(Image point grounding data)

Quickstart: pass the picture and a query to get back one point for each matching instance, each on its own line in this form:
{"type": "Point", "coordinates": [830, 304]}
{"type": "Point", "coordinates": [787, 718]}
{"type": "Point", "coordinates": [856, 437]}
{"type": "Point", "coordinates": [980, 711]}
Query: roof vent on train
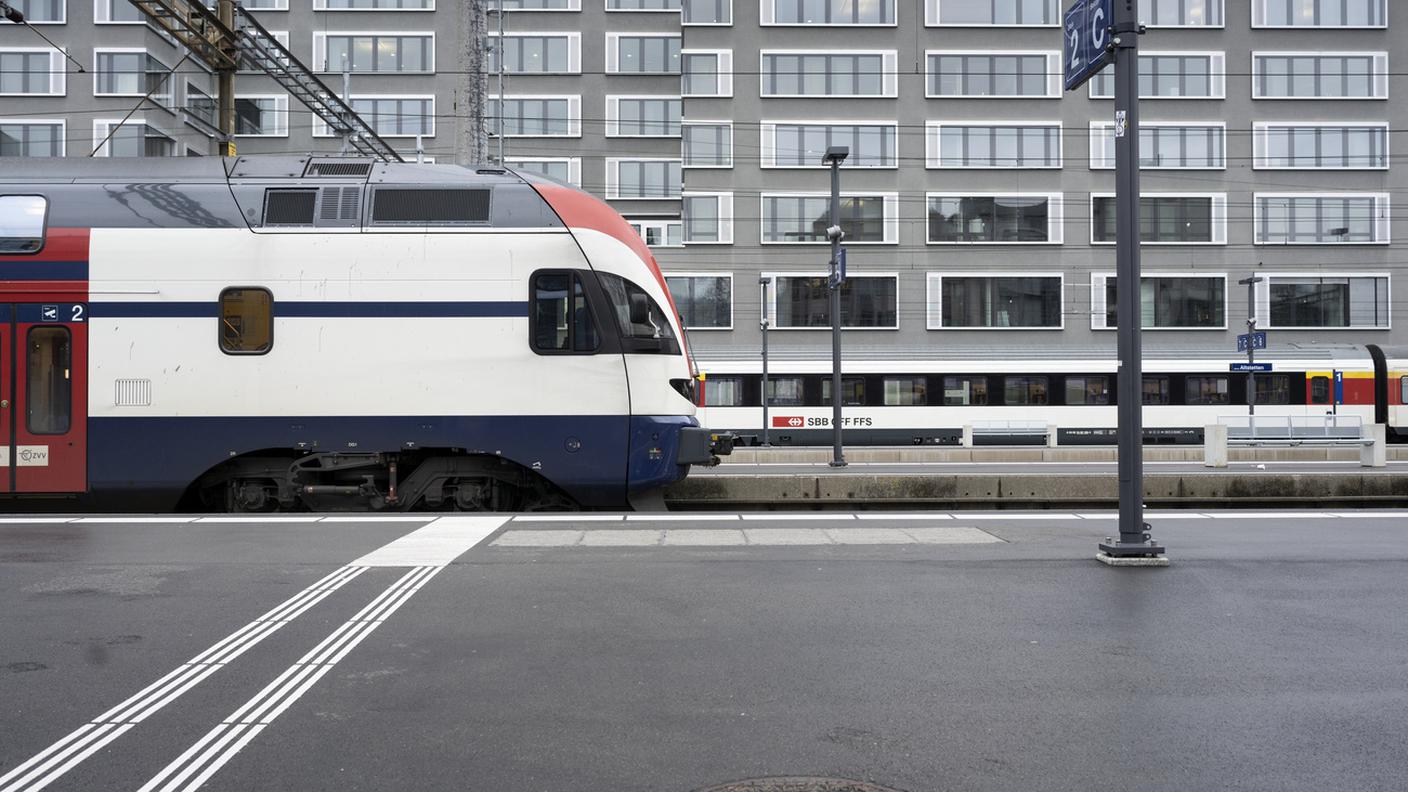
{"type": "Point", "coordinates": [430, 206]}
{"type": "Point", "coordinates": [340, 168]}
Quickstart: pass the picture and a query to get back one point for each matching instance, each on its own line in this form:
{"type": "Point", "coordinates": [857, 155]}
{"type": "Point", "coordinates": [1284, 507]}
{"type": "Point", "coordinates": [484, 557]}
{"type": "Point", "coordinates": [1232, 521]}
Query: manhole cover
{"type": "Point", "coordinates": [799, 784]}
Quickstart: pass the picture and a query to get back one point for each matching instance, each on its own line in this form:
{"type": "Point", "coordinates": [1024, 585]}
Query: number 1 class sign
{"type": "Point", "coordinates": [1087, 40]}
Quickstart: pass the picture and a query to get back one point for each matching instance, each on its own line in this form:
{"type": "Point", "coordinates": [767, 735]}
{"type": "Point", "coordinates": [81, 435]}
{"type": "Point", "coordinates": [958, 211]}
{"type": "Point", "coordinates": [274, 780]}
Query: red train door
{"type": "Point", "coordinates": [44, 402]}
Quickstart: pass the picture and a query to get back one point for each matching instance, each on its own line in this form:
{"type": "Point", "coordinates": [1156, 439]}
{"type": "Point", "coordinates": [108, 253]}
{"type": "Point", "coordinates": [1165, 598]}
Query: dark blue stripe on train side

# ABOUT THIS TASK:
Without including the pictures, copy all of the data exactly.

# WRITTEN SOLUTION:
Quickstart: pass the picture and a query to get back one point for each matching instance, each on its own line in this form:
{"type": "Point", "coordinates": [830, 304]}
{"type": "Point", "coordinates": [787, 718]}
{"type": "Point", "coordinates": [856, 437]}
{"type": "Point", "coordinates": [980, 711]}
Query: roof vent on train
{"type": "Point", "coordinates": [430, 206]}
{"type": "Point", "coordinates": [340, 168]}
Quickstart: pass the picture and a query to get back one point for each matching instance, each on its own line in this form:
{"type": "Point", "coordinates": [857, 155]}
{"type": "Point", "coordinates": [1284, 507]}
{"type": "Point", "coordinates": [484, 557]}
{"type": "Point", "coordinates": [1232, 521]}
Query: manhole cover
{"type": "Point", "coordinates": [799, 784]}
Quickstart: pass the picture and a query to get back one point for each matching instance, each on its own line in this form:
{"type": "Point", "coordinates": [1024, 585]}
Query: number 1 class sign
{"type": "Point", "coordinates": [1087, 40]}
Quickstart: pass the picture and a query to get back one point for each matching instance, each on its own line in this form:
{"type": "Point", "coordinates": [767, 735]}
{"type": "Point", "coordinates": [81, 435]}
{"type": "Point", "coordinates": [958, 211]}
{"type": "Point", "coordinates": [274, 780]}
Query: red train door
{"type": "Point", "coordinates": [44, 402]}
Quickstart: pass the picture and a query to get back one point for each matching instance, each on its own line in this form:
{"type": "Point", "coordinates": [1156, 439]}
{"type": "Point", "coordinates": [108, 253]}
{"type": "Point", "coordinates": [1165, 598]}
Query: dark blue stripe on train side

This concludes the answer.